**Source data**
________________________
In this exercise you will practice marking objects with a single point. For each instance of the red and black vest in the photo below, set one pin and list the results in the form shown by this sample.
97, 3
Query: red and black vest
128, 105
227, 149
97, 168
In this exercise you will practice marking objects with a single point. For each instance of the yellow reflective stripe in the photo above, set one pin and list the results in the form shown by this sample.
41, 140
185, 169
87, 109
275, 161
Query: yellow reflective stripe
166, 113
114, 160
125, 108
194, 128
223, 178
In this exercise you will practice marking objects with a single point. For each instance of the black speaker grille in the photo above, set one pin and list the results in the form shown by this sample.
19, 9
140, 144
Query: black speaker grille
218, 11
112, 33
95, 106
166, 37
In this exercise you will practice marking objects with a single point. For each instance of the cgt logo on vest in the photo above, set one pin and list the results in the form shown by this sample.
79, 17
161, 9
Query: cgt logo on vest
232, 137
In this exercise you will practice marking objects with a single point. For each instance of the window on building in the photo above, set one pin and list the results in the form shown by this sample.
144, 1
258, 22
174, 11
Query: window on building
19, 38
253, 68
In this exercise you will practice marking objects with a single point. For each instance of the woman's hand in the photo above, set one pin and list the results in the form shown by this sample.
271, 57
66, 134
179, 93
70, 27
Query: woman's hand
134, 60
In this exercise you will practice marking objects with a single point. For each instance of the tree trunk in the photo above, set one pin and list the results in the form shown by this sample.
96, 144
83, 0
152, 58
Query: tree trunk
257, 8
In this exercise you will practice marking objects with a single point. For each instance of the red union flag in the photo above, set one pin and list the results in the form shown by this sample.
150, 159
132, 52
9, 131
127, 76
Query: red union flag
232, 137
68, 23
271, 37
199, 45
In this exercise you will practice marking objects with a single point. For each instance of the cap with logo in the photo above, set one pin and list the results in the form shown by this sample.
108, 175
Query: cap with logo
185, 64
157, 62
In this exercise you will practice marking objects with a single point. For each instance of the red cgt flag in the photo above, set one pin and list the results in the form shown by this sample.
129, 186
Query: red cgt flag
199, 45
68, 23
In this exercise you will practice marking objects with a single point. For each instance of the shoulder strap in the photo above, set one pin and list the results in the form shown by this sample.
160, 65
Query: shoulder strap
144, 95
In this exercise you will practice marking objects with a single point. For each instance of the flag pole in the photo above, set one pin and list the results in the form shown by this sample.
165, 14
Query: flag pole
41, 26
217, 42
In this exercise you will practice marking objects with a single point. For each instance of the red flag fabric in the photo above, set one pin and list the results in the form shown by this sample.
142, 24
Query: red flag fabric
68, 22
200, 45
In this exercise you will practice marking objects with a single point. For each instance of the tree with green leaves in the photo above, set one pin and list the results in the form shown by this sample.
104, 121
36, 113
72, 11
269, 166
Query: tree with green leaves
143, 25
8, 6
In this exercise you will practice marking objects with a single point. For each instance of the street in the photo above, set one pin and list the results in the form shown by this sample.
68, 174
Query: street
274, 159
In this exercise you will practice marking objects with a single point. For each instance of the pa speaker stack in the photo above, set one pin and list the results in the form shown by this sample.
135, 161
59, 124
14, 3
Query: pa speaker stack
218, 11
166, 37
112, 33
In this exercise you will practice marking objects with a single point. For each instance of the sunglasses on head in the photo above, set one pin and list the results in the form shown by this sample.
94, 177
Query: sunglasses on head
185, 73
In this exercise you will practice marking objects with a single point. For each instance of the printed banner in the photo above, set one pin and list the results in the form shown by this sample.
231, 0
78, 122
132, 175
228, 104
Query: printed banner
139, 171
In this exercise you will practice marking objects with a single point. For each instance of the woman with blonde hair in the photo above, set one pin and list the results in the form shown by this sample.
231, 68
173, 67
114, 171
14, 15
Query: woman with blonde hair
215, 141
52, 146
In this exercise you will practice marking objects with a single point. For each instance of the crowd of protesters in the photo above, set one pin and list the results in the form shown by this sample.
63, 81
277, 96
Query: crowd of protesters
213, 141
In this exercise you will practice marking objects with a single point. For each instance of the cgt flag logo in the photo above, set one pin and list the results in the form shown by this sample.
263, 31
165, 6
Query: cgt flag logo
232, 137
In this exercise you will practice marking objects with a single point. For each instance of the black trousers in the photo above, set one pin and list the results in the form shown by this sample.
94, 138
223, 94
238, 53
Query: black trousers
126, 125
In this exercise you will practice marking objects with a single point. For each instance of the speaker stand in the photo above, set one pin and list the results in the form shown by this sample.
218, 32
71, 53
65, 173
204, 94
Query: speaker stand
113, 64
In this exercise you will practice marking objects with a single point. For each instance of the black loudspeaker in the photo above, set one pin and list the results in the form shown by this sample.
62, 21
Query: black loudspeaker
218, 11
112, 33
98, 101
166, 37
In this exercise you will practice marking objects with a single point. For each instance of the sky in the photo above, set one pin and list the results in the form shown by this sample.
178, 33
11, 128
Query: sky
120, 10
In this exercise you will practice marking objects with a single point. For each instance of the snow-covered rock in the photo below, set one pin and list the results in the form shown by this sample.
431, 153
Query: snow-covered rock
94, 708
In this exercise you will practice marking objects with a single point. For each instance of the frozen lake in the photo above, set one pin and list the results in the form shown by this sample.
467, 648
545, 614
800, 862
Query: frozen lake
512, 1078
________________________
**What you should do**
Set down every entry again, exactly as written.

**Task answer**
In this exercise you will practice marking objects with a single point. For each instance of the red and black vest in the photo below, set one pin and list the results in the form shown by this sample.
97, 3
Query: red and black vest
128, 105
227, 149
97, 168
In this exercise you will practice marking objects with a single point. For each instance of the yellow reflective stripe in the photo above, set one pin and list the results in the form shown by this sample.
41, 140
185, 169
87, 109
275, 161
Query: yellow reflective stripe
166, 113
114, 160
125, 108
194, 128
223, 178
In this exercise you will practice marking objects with a single point. For each instance of the black speaker grille in the photo above, set one pin and list the results in the form shown by this sample.
19, 9
140, 144
Query: black speaker grille
218, 11
112, 33
95, 106
166, 37
In this exercise you will practice marking objects with a single point. For each instance of the cgt logo on vest in the photo above, set one pin and list the results in the form shown by this sample.
79, 17
161, 9
Query: cgt logo on vest
232, 137
In this exercise you will practice marking objects with a single point. For each instance of the window on building in the photo above, set one pin and list the results in the form shown by this sample.
144, 1
258, 22
174, 11
Query: window on building
19, 38
253, 68
In this exercise you will practice marking objects with a single point. For each instance of the woman's hand in the photo above, set one pin and list the results in the form shown by this sample.
271, 57
66, 134
179, 93
70, 27
Query: woman's hand
134, 60
In this exercise you will practice marking objects with a single point. For each instance of the tree trunk in the photo above, set one pin and list the results in the form shown by this sample.
96, 144
83, 0
152, 58
Query: tree trunk
257, 8
In this exercise you will practice marking objects with a single point. For each instance of the red union flag in the photo above, set one pin and list the results in the form shown by this sample.
150, 159
132, 52
9, 131
127, 76
Query: red union flag
232, 137
68, 23
271, 37
199, 45
In this exercise you will practice marking objects with a single point. For each instance of the cap with logo in the photo above, set one pin and list the results in the form shown by this sample.
108, 175
Query: cap with logo
185, 64
157, 62
In this exercise you will practice marking objects with a single point. For each instance of the red cgt flag in the photo above, set one pin and list the results in the form shown by this sample.
129, 186
Query: red cgt flag
199, 45
68, 23
In this exercise you will practice marking objects with a single point. For each instance of the shoulder strap in the photo above, set one pin and list the results in the form shown by this sample.
160, 65
Query: shoulder strap
144, 95
In this exercise you will practice marking objects with a single point. For each instance of the flag pole in the photo above, set one pin and list the results in the form shown by this sample.
165, 14
Query: flag pole
41, 26
217, 42
In this exercise you will practice marking objects with a single point. For each instance of the red flag fabric in the photo above, set one pin and list the results in the form shown by this sample.
142, 24
Query: red flag fabric
68, 22
200, 45
In this exercise you will practice marking objects with a single point. For each instance of the tree with green leaves in the photo above, set one pin and list the results in the form shown by this sample.
104, 121
36, 113
72, 11
269, 166
Query: tree with green leaves
143, 25
8, 6
In this exercise you will practice marking objects with a single point. For each instance of the street in the photo above, set one pin and list the results in the form shown by this sample.
68, 174
Query: street
274, 159
In this exercise you will practice marking objects with a single point. For each instance of the pa speaker stack in the photo above, set one pin and list the results in the form shown by this sample.
135, 161
59, 124
14, 3
Query: pa speaker stack
218, 11
166, 37
112, 33
In this exercise you will practice marking objects with a single point. For each instance of the sunglasses on head in the photo above, set one pin and list the results in the form shown by this sample.
94, 177
Query: sunglasses on head
185, 73
In this exercise you will practice marking objects with a single point. For each instance of the printed banner in the photo above, set one pin and list the results in the form shown by this sample.
231, 0
78, 122
132, 175
228, 104
Query: printed banner
139, 171
In this exercise you will practice marking objects with a single point. For each instance of the woman with blonde hair in the photo above, set one pin and list the results in the form shown by this sample.
231, 68
173, 67
114, 171
14, 15
Query: woman with blonde hair
215, 141
52, 146
In this exercise you will practice marking objects with a single point. For each instance of the crowd of protesters in the photo above, set one pin and list the results in the form shown by this sample.
63, 81
277, 96
Query: crowd of protesters
213, 141
In this exercise you will practice marking objects with a single point. For each instance of the cgt flag logo in the photo above, set one pin and list the results in the form shown by this sample.
263, 31
165, 6
Query: cgt flag logo
232, 137
In this exercise you will practice marking objects with a single point. For each instance of the black trousers in the photo above, set one pin and list the results in the form shown by this sample.
94, 138
223, 94
238, 53
Query: black trousers
126, 125
In this exercise you will practice marking objects with a single point. For each instance of the speaker stand in the photo above, set one pin and list the results in the form shown by this sample.
218, 32
71, 53
65, 173
204, 94
Query: speaker stand
113, 64
In this exercise you will practice marking objects with a single point. For each instance of the black loudspeaker in the photo above, set one pin and list the results in the form shown by this sample.
62, 21
Query: black loudspeaker
218, 11
112, 33
98, 101
166, 37
In this exercise you will practice marking objects with a single point. For each instance of the sky in the photo above, set one pin and list the results in the form shown by this sample.
178, 33
11, 128
Query: sky
120, 10
In this exercise you will practice marking objects with a single point. For each instance of the snow-covered rock in the photo below, set one pin and list the results in the form shown by this sample.
431, 153
Query: snow-covered rock
94, 708
In this exercise you will practice marking objects with a single point. For each instance of the frozen lake in the photo above, set one pin and list the results in the form shown by this sample.
467, 648
545, 614
800, 862
Query: frozen lake
512, 1078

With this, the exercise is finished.